::: Supplied records

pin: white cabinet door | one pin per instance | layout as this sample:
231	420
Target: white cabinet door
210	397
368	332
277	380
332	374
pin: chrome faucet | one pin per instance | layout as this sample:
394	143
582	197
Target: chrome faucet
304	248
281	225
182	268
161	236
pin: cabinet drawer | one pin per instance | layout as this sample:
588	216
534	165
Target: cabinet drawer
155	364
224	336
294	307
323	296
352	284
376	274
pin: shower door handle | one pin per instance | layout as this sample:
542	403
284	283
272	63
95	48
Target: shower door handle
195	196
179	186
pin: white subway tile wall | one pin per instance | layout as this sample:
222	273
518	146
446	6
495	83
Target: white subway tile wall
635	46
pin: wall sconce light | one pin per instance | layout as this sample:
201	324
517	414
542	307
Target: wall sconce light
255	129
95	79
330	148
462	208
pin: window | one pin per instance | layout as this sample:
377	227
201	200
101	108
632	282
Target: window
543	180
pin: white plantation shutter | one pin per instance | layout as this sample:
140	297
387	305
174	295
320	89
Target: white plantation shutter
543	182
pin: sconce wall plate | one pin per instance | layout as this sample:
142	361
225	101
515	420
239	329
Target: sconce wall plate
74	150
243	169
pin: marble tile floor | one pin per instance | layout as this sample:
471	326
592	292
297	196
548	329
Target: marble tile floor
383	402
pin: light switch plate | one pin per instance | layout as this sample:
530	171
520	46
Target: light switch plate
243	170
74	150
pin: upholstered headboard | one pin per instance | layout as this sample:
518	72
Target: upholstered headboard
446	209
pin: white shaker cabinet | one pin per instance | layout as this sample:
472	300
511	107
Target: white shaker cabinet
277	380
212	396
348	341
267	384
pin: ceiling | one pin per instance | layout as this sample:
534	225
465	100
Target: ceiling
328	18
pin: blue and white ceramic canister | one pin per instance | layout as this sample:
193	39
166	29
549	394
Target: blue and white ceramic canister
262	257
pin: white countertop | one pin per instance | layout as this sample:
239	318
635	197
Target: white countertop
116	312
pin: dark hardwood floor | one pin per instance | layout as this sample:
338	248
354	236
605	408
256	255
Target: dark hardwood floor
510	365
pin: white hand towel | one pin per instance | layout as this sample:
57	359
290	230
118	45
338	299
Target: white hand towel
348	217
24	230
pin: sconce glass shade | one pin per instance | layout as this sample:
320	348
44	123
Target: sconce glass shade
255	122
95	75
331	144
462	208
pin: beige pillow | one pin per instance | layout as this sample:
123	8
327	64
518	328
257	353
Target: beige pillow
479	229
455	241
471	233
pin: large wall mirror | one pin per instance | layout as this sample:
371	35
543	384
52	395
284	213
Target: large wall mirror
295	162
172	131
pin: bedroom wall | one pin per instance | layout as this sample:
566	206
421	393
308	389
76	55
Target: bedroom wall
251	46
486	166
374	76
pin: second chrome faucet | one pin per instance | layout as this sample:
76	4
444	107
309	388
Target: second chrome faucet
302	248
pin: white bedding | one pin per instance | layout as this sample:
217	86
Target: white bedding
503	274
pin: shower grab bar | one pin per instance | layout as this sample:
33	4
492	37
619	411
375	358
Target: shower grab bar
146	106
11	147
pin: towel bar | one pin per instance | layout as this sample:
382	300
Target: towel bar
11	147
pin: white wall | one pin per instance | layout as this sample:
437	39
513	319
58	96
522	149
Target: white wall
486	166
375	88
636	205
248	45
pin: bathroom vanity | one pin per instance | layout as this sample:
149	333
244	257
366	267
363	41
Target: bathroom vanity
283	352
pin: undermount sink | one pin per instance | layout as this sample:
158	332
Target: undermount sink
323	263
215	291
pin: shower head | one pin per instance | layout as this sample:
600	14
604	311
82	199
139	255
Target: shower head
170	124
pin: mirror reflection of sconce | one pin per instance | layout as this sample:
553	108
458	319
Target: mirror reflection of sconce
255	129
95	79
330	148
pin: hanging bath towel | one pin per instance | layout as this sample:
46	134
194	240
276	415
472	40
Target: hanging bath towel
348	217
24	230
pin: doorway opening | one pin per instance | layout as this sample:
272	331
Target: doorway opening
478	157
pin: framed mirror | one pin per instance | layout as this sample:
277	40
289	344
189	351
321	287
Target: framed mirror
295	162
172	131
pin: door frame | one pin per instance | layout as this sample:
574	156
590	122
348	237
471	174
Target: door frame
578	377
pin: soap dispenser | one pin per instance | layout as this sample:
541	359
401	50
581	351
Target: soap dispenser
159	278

::::::
::: Supplied records

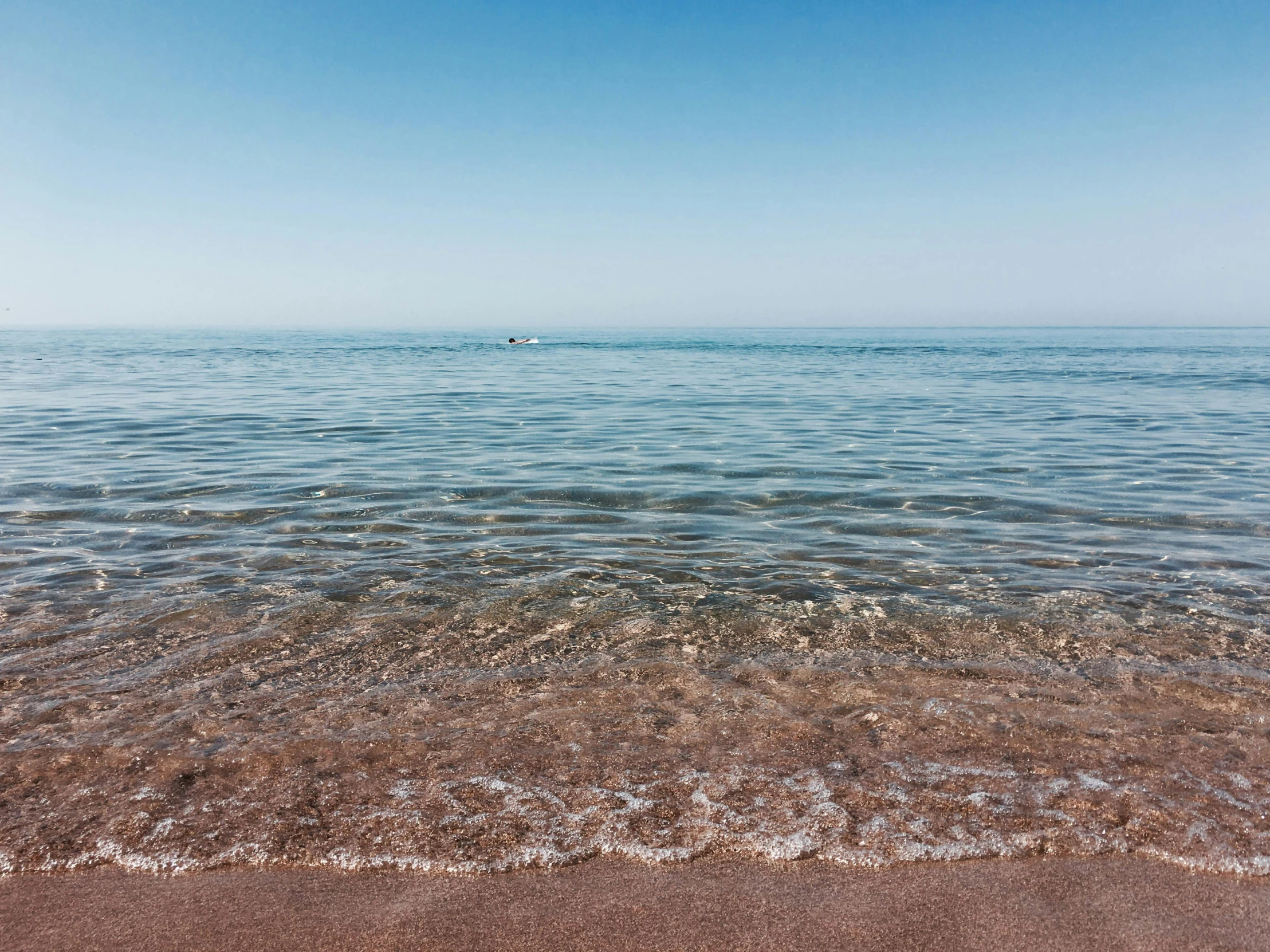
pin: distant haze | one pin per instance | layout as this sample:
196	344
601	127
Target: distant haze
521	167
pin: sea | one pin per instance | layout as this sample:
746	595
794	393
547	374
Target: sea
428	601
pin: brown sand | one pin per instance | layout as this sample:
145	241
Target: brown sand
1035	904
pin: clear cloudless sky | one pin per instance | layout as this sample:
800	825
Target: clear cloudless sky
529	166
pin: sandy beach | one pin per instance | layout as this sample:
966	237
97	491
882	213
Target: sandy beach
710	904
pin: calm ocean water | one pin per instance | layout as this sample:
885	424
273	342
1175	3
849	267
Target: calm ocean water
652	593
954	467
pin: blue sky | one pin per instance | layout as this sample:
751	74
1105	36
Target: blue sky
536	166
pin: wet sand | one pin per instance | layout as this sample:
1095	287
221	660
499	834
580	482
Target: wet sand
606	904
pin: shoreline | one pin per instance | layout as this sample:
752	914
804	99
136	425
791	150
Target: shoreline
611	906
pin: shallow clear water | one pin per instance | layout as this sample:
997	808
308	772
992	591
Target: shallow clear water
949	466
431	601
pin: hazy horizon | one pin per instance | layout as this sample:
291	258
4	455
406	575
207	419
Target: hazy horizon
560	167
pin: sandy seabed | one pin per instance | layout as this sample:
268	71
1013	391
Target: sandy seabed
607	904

::::::
::: Supplied records

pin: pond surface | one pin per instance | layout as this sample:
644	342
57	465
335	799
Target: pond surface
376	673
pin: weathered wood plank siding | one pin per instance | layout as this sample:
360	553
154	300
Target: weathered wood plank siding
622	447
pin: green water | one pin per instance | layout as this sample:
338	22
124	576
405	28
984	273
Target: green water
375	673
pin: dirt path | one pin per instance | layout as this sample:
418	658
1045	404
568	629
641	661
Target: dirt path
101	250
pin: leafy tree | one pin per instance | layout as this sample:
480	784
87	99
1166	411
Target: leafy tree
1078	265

::::::

→ **Job**: Identify each line in the entries above that contains the word "countertop", and copy those lines.

→ **Final result**:
pin: white countertop | one pin per instance | layout as this sample:
Target: white countertop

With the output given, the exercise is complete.